TAREAS.
a: Traduzca al inglés esta oración del fragmento sobre la expedición de Orsúa: «Y para más eficacia hizo prender a los más alborotadores y les condenó al remo en la balsa de doña Inés; que era la mayor afrenta que podía hacerse a un español, porque era servicio propio de indios y esclavos.»
b: Responda, con base en el fragmento sobre la expedición de Orsúa:
(i) ¿A quién se nombró provisor y vicario general de la jornada?
(ii) ¿Con quién vivía apartado el gobernador gozando de sus amores?
(iii) ¿A qué castigo condenó Orsúa a los más alborotadores?

FRAGMENTO PROPORCIONADO.
▼

Otro incidente se promovió que fue muy murmurado en el campo. Arrogándose el patronazgo real que tenía el virrey en las Indias, nombró por su sola autoridad, provisor y vicario general de la jornada, a Alonso Henao, aquel clérigo rico que en Lima había empeñado su hacienda para auxilio de la expedición. Y la primera cosa que hizo el vicario fue excomulgar a cuantos soldados no manifestaran ante el gobernador las herramientas, cabras, gallinas y demás bagaje que llevasen consigo, lo que se tuvo por insoportable tiranía.

Pero lo que acabó de indisponer a Orsúa con su gente fue que no les dejase robar y atar indios; y ranchearles y matarlos a diestro y siniestro. Algunos de los oficiales, aprovechando este malestar y agraviados de que el gobernador no les convidaba, como tenía de costumbre, a su mesa; que rehuía toda conversación con ellos y vivía apartado gozando de sus amores con doña Inés, propalaron voces que esta le tenía hechizado y que por ella estaba olvidado del descubrimiento por el que todos suspiraban. Algunos adelantaban la especie que no había más que buscar, y que los guías indios que traían desde el principio de la jornada les tenían engañados con una falsa relación. Lo cual vino en conocimiento de Orsúa y dijo en público:

- Entendido he que algunos dicen que no hay que buscar más en esta jornada y que sería bueno volver al Perú. Nadie se canse ni trate de ello, porque ahora comenzamos; y hágoles saber que los que ahora son muchachos han de envejecer buscando y descubriendo la tierra y sin salir de ella.

Y para más eficacia hizo prender a los más alborotadores y les condenó al remo en la balsa de doña Inés; que era la mayor afrenta que podía hacerse a un español, porque era servicio propio de indios y esclavos.

▲

(Extractos de registros de anotación)
▼

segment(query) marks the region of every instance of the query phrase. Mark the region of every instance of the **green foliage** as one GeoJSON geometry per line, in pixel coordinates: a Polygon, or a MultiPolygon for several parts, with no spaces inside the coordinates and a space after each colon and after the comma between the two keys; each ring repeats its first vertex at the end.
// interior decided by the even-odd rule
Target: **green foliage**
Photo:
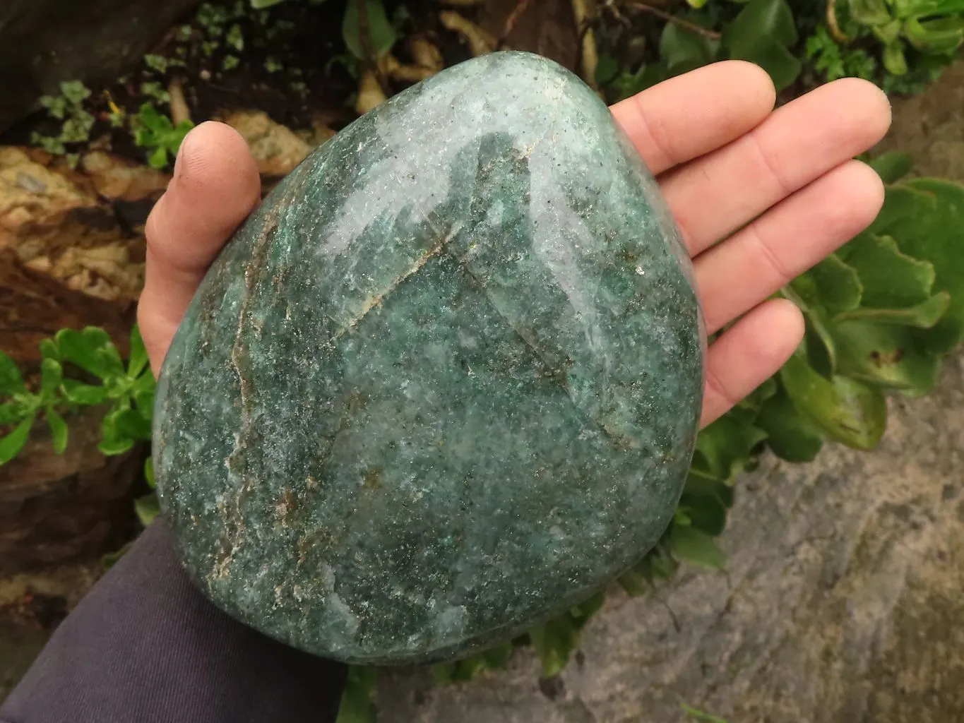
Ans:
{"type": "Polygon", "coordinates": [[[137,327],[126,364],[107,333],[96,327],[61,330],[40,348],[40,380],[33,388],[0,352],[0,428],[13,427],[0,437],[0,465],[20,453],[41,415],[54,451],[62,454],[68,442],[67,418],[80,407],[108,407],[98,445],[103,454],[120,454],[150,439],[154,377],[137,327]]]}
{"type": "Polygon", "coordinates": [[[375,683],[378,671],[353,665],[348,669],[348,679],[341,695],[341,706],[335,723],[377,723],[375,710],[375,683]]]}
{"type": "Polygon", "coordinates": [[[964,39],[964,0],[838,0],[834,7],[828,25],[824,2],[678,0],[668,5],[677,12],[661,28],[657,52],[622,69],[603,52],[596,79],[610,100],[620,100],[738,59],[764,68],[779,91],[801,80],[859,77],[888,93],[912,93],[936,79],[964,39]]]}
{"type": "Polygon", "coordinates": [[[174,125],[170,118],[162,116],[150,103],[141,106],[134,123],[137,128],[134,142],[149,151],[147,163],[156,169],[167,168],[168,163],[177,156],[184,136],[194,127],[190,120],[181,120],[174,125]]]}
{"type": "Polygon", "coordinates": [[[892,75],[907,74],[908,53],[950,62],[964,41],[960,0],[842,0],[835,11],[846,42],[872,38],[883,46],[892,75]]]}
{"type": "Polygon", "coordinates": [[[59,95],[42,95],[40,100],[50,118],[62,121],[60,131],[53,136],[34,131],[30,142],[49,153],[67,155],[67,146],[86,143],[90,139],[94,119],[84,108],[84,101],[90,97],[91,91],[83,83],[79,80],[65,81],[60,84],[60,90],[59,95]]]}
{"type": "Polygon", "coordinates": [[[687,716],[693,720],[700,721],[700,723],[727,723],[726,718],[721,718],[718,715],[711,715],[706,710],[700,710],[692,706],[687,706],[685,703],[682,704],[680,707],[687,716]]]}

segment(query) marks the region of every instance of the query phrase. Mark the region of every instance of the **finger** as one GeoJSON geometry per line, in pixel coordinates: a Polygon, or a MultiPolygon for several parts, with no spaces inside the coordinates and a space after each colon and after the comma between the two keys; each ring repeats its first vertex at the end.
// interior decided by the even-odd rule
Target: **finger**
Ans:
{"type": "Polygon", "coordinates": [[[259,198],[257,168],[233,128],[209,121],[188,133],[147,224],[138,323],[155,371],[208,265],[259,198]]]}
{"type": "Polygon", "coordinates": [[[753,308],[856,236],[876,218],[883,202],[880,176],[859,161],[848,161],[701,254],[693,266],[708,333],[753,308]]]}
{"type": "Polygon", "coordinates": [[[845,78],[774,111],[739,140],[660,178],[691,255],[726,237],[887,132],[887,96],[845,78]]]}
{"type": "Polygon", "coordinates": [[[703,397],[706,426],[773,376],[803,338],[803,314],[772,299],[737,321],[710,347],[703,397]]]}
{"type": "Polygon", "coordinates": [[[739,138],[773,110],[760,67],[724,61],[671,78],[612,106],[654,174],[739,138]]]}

▲
▼

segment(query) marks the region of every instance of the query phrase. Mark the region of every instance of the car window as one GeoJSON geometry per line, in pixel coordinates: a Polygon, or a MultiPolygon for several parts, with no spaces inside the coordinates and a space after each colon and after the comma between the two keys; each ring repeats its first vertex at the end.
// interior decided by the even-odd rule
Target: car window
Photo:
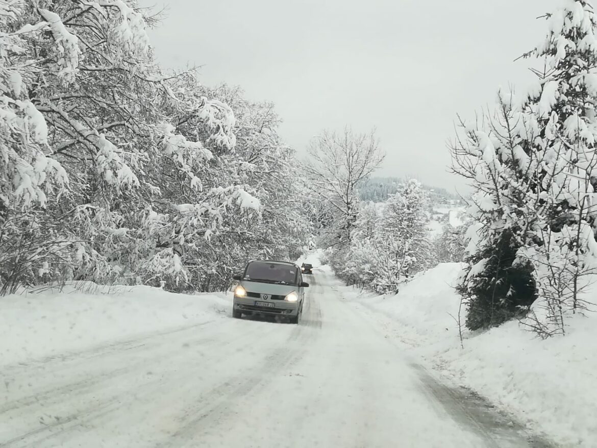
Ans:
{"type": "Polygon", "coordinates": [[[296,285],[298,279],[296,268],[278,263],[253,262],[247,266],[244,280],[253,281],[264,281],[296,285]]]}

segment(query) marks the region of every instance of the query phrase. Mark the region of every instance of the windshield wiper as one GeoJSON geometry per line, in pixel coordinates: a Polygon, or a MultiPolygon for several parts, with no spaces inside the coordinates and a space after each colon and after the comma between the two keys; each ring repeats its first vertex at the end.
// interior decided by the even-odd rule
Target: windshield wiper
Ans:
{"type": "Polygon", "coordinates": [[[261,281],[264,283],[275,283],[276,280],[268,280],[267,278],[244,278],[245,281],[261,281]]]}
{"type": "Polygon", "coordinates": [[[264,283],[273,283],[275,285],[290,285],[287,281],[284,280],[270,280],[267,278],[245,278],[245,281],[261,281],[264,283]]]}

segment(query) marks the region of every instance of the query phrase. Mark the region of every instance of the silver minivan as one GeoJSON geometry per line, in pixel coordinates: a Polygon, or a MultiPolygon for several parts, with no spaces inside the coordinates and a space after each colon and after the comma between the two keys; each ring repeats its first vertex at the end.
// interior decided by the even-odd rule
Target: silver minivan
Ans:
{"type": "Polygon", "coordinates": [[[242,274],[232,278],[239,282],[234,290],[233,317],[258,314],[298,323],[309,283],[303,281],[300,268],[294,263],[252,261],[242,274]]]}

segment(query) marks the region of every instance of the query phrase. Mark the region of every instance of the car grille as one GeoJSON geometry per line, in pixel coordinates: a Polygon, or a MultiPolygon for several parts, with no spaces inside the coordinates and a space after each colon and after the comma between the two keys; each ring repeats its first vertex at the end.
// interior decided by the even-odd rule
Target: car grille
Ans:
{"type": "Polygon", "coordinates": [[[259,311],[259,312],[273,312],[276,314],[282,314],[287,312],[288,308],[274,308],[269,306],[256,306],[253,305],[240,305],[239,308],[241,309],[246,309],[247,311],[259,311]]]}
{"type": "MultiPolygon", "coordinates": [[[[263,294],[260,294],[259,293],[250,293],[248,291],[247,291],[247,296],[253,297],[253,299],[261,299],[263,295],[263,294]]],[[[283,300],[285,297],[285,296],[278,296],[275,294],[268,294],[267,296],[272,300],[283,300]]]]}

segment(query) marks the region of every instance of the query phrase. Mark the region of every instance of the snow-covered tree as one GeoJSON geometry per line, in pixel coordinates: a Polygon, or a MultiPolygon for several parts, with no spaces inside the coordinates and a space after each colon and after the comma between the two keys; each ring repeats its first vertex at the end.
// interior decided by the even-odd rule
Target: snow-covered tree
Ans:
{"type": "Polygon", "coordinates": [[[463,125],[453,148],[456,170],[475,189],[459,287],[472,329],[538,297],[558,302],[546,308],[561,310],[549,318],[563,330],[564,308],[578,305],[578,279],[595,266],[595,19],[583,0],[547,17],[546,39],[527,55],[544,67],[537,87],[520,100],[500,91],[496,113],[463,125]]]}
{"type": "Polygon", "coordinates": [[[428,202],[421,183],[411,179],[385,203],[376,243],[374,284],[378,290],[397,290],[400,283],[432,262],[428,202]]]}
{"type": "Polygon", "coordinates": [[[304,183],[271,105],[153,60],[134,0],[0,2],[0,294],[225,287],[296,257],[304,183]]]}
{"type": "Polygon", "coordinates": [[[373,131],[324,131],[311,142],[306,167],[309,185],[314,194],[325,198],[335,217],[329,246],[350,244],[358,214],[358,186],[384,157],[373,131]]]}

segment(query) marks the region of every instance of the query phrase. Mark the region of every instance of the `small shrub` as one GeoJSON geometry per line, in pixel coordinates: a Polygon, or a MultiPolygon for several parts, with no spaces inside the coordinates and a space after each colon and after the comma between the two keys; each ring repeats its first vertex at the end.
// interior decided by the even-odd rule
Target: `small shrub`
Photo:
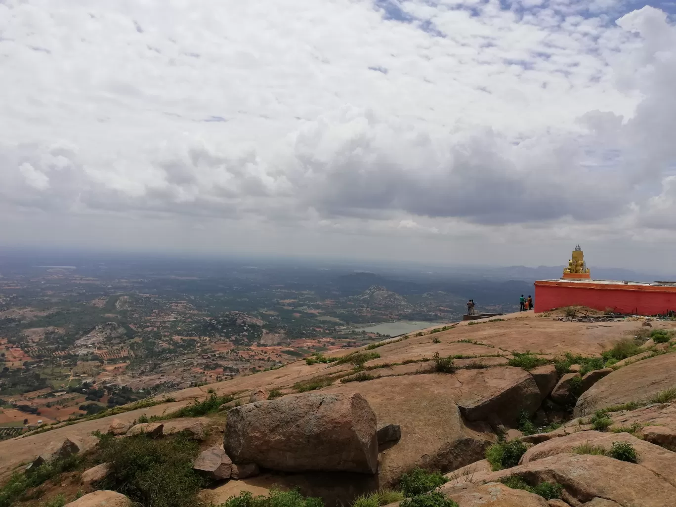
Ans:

▲

RESULTADOS POR TAREA.
a: And to make it more effective, he had the most unruly ones arrested and condemned them to the oar on doña Inés's raft, which was the greatest affront that could be done to a Spaniard, because it was a service proper to Indians and slaves.

b:
(i) A Alonso Henao.
(ii) Con doña Inés.
(iii) Al remo en la balsa de doña Inés.